Start of READING PASSAGE

PM Orbán: The epidemic seems to be peaking in other countries, but we are not there yet
In his regular Friday morning radio interview, Prime Minister Orbán discussed crisis management, the opposition, preparing for large-scale infections, and protecting the economy.
PM Orbán said at the beginning of his interview on Kossuth Radio that the content and timing of decisions are important in crisis management. “Making a decision in a timely fashion also means gathering information efficiently," he said. We are now moving from cluster infections to large-scale disease, so we waited to see if tougher decisions were needed, the PM added.
The prime minister also discussed how the situation differs greatly across the country, meaning that it’s not possible to make one centralized decision. “That’s why we’ve given the mayors more leeway in this situation,” he added.
The government is maintaining restrictions on movement indefinitely; they will review these on a weekly basis, but mayors may decide locally whether they want to tighten them.
“In other countries, the epidemic seems to be peaking, but we are not there yet,” the prime minister said. He also noted that a separate group is watching Austria and southern Germany. In the case of Austria, the effectiveness of its measures have been seen, as the disease appeared there earlier, and Hungary has been assessing developments there.

End of READING PASSAGE

■ WHAT YOU NEED TO DO: According to the interview report, how often will the government review the restrictions on movement?

Start of RECORD EXCERPTS

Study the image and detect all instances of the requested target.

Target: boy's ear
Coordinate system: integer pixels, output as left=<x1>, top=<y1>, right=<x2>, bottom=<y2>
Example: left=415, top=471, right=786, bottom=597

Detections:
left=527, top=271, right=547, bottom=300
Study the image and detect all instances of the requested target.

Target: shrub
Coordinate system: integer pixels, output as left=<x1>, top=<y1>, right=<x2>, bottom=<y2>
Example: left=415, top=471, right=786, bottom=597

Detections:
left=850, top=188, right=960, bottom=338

End of RECORD EXCERPTS
Start of RECORD EXCERPTS

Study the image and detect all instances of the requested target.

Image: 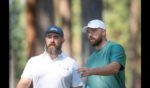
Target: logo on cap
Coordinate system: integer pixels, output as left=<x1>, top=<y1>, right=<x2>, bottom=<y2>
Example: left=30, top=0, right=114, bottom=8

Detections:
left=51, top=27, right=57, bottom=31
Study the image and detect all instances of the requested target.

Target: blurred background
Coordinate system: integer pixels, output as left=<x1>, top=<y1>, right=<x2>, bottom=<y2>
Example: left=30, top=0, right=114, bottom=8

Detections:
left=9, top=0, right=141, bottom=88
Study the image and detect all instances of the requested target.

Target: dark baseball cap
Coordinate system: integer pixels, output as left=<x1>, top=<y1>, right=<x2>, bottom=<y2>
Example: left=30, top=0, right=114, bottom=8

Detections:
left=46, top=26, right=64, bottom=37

End of RECORD EXCERPTS

■ SOLUTION: On a weekly basis.